— ACTIVITY A —
Please quote the correlation passage below, starting at "A biserial correlation" and ending at "real value (rho).".
— ACTIVITY B —
Answer these from the correlation passage below:
(i) When a variable is artificially dichotomized at the mean, what fraction of the biserial does the point biserial come to?
(ii) Which function in the polychor package is singled out?
(iii) What does the polyserial function use to handle missing data?

───── SUPPLIED PASSAGE ─────

The polyserial function is meant to work with matrix or dataframe input and treats missing data by finding the pairwise Pearson r corrected by the overall (all observed cases) probability of response frequency. This is particularly useful for SAPA procedures (https://www.sapa-project.org/) (Revelle et al. 2010, 2016, 2020) with large amounts of missing data and no complete cases. See also the International Cognitive Ability Resource (https://www.icar-project.org/) for similar data.

Ability tests and personality test matrices will typically have a cleaner structure when using tetrachoric or polychoric correlations than when using the normal Pearson correlation. However, if either alpha or omega is used to find the reliability, this will be an overestimate of the squared correlation of a latent variable with the observed variable.

A biserial correlation (not to be confused with the point-biserial correlation which is just a Pearson correlation) is the latent correlation between x and y where y is continuous and x is dichotomous but assumed to represent an (unobserved) continuous normal variable. Let p = probability of x level 1, and q = 1 - p. Let zp = the normal ordinate of the z score associated with p. Then, $rbi = r s* \sqrt(pq)/zp $.

As nicely discussed by MacCallum et al, 2002, if artificially dichotomizing at the mean, the point biserial will be .8 of the biserial (actually .798). Similarly, the phi coefficient (a Pearson on dichotmous data will be 2[arcsin(rho)/pi) of the real value (rho).

The 'ad hoc' polyserial correlation, rps is just $r = r * sqrt(n-1)/n) \sigma y /\sum(zpi) $ where zpi are the ordinates of the normal curve at the normal equivalent of the cut point boundaries between the item responses. (Olsson, 1982)

All of these were inspired by (and adapted from) John Fox's polychor package which should be used for precise ML estimates of the correlations. See, in particular, the hetcor function in the polychor package. The results from polychoric match the polychor answers to at least 5 decimals when using correct=FALSE, and global = FALSE.

───── DATASET RECORDS ─────

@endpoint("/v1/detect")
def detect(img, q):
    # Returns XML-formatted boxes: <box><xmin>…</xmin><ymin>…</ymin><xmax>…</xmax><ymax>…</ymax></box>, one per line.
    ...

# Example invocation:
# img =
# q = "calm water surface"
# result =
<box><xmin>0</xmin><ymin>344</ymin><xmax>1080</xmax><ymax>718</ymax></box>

─────
───── DATASET RECORDS ─────

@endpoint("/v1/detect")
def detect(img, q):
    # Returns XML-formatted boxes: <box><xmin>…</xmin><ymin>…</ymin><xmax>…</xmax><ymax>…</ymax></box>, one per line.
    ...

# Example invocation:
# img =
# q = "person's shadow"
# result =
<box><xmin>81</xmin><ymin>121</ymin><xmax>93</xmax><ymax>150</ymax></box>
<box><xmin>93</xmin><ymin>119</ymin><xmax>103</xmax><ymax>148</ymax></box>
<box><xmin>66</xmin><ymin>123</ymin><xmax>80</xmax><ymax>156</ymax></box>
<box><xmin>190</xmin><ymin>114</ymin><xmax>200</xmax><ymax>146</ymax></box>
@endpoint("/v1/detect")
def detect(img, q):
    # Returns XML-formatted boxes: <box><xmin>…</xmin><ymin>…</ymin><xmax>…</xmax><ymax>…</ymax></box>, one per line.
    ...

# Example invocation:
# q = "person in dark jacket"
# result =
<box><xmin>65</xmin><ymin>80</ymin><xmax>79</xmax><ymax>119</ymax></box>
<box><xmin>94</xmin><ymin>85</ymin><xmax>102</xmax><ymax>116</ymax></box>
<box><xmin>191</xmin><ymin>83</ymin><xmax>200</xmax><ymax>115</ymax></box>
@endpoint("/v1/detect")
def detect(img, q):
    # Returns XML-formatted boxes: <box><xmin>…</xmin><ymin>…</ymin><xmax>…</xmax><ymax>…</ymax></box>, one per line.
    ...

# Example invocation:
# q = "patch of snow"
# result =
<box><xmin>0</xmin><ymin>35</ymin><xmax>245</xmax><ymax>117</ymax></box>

─────
───── DATASET RECORDS ─────

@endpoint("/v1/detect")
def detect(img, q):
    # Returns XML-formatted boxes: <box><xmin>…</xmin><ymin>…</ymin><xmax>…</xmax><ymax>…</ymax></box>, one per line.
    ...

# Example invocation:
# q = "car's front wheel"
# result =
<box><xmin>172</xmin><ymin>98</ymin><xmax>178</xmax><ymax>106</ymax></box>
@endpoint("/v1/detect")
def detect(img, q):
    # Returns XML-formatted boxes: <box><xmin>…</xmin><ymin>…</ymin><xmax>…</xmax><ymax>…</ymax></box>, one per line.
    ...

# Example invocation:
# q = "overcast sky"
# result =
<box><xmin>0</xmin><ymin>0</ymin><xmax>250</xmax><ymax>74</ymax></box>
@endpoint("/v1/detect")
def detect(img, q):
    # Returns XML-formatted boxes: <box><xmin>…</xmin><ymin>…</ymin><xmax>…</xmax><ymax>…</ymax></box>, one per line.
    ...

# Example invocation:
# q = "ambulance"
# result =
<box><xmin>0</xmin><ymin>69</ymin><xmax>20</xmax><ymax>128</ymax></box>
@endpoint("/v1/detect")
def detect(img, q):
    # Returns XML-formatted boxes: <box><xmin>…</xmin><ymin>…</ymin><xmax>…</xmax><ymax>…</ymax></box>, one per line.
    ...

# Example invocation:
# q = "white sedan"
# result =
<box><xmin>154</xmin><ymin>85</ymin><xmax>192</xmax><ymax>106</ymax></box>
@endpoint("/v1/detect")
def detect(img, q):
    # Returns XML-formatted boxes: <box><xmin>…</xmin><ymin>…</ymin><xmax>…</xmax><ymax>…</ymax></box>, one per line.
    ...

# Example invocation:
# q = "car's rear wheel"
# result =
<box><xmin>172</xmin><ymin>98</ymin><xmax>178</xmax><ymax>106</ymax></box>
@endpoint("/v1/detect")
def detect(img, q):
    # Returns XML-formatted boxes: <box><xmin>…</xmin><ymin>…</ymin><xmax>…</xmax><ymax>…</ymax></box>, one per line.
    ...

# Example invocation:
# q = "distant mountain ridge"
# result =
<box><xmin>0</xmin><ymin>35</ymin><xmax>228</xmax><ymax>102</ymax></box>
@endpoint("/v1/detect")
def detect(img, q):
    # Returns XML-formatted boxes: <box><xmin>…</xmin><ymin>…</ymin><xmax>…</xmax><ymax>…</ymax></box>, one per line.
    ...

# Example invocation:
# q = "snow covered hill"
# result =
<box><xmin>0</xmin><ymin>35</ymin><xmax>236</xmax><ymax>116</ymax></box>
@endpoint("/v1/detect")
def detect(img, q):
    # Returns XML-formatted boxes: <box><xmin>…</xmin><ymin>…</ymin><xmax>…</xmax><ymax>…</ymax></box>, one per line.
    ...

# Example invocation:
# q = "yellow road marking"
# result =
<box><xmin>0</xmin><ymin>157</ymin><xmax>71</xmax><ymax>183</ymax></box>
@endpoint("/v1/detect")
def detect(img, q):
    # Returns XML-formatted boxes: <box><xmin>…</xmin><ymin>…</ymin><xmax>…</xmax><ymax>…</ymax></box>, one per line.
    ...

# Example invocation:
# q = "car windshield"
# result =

─────

— EXPECTED OUTPUT A —
A biserial correlation (not to be confused with the point-biserial correlation which is just a Pearson correlation) is the latent correlation between x and y where y is continuous and x is dichotomous but assumed to represent an (unobserved) continuous normal variable. Let p = probability of x level 1, and q = 1 - p. Let zp = the normal ordinate of the z score associated with p. Then, $rbi = r s* \sqrt(pq)/zp $.

As nicely discussed by MacCallum et al, 2002, if artificially dichotomizing at the mean, the point biserial will be .8 of the biserial (actually .798). Similarly, the phi coefficient (a Pearson on dichotmous data will be 2[arcsin(rho)/pi) of the real value (rho).

— EXPECTED OUTPUT B —
(i) .8 (actually .798)
(ii) The hetcor function
(iii) It finds the pairwise Pearson r, corrected by the overall (all observed cases) probability of response frequency.